** Begin MATERIALS PROVIDED **

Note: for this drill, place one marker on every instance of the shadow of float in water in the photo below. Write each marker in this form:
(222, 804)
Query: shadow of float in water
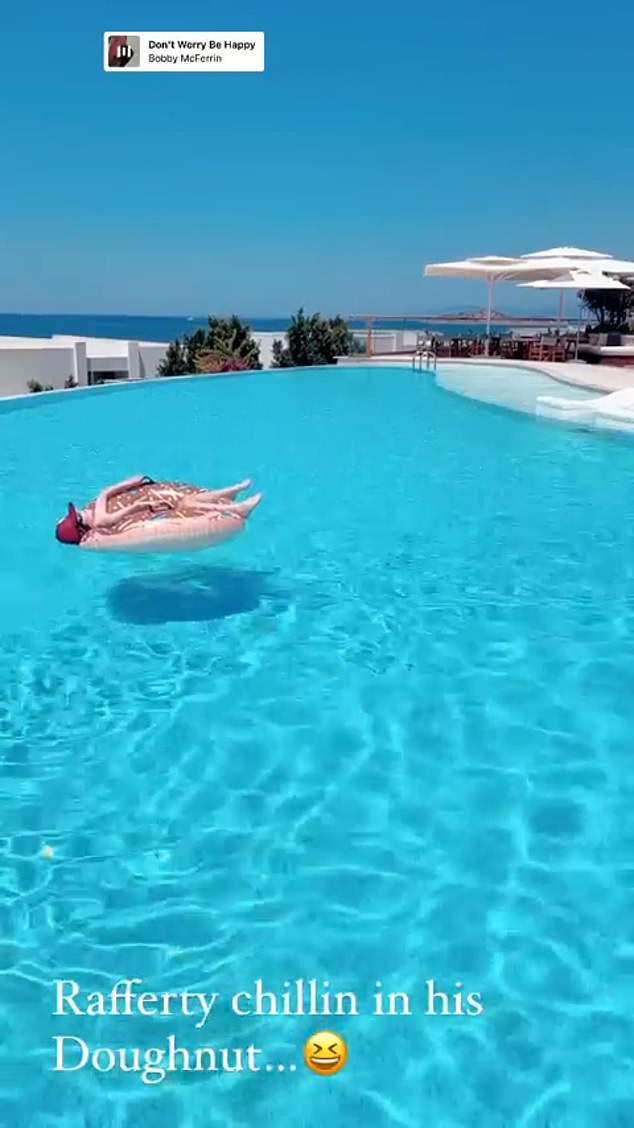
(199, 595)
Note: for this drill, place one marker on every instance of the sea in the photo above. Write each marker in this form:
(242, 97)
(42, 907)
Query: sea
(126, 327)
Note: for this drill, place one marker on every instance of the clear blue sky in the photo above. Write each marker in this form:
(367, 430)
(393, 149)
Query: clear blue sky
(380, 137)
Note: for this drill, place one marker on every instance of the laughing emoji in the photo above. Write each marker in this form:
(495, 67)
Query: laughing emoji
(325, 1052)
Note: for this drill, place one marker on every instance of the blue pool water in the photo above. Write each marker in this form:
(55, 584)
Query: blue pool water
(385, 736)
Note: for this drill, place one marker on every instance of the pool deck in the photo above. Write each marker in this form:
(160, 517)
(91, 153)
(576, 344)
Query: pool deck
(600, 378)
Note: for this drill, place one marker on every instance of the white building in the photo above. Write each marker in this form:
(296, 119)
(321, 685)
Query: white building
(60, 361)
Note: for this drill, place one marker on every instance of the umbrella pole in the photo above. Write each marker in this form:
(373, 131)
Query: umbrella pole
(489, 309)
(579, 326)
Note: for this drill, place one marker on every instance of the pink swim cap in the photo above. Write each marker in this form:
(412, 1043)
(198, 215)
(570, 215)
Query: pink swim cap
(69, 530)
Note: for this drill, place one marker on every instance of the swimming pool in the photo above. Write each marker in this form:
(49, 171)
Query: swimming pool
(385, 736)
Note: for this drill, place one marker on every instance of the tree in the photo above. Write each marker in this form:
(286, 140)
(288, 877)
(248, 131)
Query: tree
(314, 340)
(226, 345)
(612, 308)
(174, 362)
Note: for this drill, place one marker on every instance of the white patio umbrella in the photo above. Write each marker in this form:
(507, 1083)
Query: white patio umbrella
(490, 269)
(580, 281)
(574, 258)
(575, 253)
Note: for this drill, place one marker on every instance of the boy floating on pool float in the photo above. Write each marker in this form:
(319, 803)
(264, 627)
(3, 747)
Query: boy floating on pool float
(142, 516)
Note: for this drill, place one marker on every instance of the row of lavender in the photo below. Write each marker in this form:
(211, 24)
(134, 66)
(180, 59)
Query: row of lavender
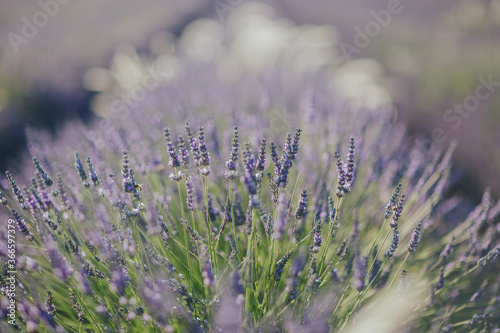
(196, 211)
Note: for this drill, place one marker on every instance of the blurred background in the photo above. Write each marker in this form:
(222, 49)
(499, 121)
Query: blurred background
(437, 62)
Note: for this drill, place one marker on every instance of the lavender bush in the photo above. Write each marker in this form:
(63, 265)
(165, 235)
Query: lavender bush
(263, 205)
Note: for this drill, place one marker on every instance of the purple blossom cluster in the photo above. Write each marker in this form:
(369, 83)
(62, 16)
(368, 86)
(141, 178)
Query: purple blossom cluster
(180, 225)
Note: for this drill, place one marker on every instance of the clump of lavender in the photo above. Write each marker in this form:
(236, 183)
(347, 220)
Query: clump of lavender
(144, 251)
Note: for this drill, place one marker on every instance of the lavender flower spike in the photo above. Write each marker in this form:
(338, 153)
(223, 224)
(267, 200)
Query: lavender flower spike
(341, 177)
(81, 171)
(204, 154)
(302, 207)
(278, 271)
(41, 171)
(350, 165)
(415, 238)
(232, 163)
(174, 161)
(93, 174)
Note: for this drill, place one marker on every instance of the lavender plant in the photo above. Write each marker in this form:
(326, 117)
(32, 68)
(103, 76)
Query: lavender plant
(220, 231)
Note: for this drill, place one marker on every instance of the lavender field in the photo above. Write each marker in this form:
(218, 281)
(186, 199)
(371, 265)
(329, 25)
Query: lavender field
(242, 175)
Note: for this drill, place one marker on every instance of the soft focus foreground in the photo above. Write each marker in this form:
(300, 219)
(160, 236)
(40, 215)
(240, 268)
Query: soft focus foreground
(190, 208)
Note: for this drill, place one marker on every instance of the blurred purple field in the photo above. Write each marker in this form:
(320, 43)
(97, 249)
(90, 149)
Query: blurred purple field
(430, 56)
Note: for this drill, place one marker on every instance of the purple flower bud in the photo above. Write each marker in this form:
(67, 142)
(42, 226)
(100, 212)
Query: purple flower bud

** End MATERIALS PROVIDED **

= REQUIREMENT =
Rewrite all the items above, replacing "drill" with "exercise" and changing nothing else. Leave the pictures out.

= RESPONSE TO THE TASK =
Note: for this exercise, place one marker on every instance of the shadow of float in water in the photo below. Write each marker in this form:
(222, 804)
Query: shadow of float in water
(199, 595)
Note: for this exercise, place one marker on every instance of the sea in the photo above. Write each marker in this form:
(242, 97)
(42, 907)
Query: sea
(126, 327)
Note: for this exercise, place one marker on every instance of the clear blue sky in the photo above. Write each marker in this form:
(367, 430)
(393, 149)
Query: clear blue sky
(380, 137)
Note: for this exercise, place one marker on every instance of the laughing emoji in the photo above. Write each marker in this form:
(495, 67)
Query: laughing emoji
(325, 1052)
Note: for this exercise, place one marker on every instance of the blue pool water in the photo above. Write each marker in this form:
(55, 584)
Query: blue pool water
(385, 736)
Note: for this exercise, place one marker on every instance of the pool deck in the photo above. Write each marker in this form:
(160, 517)
(91, 153)
(576, 344)
Query: pool deck
(600, 378)
Note: for this exercise, place one marker on every instance of the white building in the photo above. Write each marker in this form:
(296, 119)
(321, 685)
Query: white building
(60, 361)
Note: for this exercise, place one marker on every instance of the umbrella pole in the photo above. Write each marker in this form:
(373, 131)
Query: umbrella pole
(489, 309)
(579, 326)
Note: for this exercise, place one marker on every instance of the pink swim cap in the photo above. Write each marker in this form:
(412, 1043)
(198, 215)
(570, 215)
Query: pink swim cap
(69, 530)
Note: for this exercise, place one marker on every instance of the swimming pool in the photo above. Write each marker in this form:
(49, 171)
Query: swimming pool
(385, 736)
Note: for this exercise, place one marker on every instance of the tree in the photo above. Write each marker in this form:
(286, 140)
(288, 877)
(248, 131)
Query: tree
(314, 340)
(226, 345)
(612, 308)
(174, 362)
Note: for this exercise, place one marker on every instance of the white patio umbrella in the photo above. Write each marker in this form:
(507, 1083)
Query: white patio umbrella
(490, 269)
(580, 281)
(574, 258)
(575, 253)
Note: for this exercise, place one marker on every instance of the boy floating on pool float in the photo above. Write each marker in this form:
(319, 803)
(264, 627)
(3, 747)
Query: boy floating on pool float
(142, 516)
Note: for this exercise, place one marker on every instance of the row of lavender in the photo below. Write each marker in this form:
(211, 24)
(134, 66)
(180, 59)
Query: row of lavender
(196, 211)
Note: for this exercise, place one marker on every instance of the blurred background in the photo above. Write each marker in this form:
(222, 49)
(499, 121)
Query: blurred background
(437, 62)
Note: for this exercise, place one marker on every instance of the lavender bush in the photo above. Write each marker in this form:
(63, 265)
(165, 235)
Query: lavender bush
(263, 205)
Note: for this exercise, place one marker on every instance of the purple blossom cluster in the photo above. Write each marker in this form:
(369, 83)
(62, 16)
(368, 86)
(141, 178)
Query: purple blossom cluster
(180, 225)
Note: for this exercise, place one marker on every instance of the clump of lavender in the photo above. Write each marker in this form:
(236, 183)
(347, 220)
Query: clump of lavender
(144, 251)
Note: for this exercise, place one marker on every instance of the lavender flower spike in the photo above. Write each marker in this form:
(338, 153)
(223, 224)
(267, 200)
Query: lavender flower spike
(341, 177)
(81, 171)
(204, 154)
(302, 207)
(278, 271)
(41, 171)
(350, 165)
(415, 238)
(232, 163)
(174, 161)
(93, 174)
Note: for this exercise, place one marker on every instance of the lavender plant in the photo above. Write each marker in this form:
(326, 117)
(32, 68)
(103, 76)
Query: lavender plant
(220, 231)
Note: for this exercise, place one marker on every instance of the lavender field in the photo above. Write each marker in this form:
(218, 281)
(186, 199)
(371, 265)
(329, 25)
Query: lavender field
(242, 175)
Note: for this exercise, place one marker on every instance of the soft focus foreground in the photo above. Write each marker in this form:
(300, 219)
(160, 236)
(40, 215)
(240, 268)
Query: soft focus foreground
(190, 208)
Note: for this exercise, place one marker on every instance of the blurred purple field in the photo above. Write each marker in this form:
(320, 43)
(97, 249)
(90, 149)
Query: blurred purple field
(430, 56)
Note: for this exercise, place one marker on every instance of the purple flower bud in the photo above. Write each marker in this form:
(67, 142)
(42, 226)
(100, 212)
Query: purple flower bud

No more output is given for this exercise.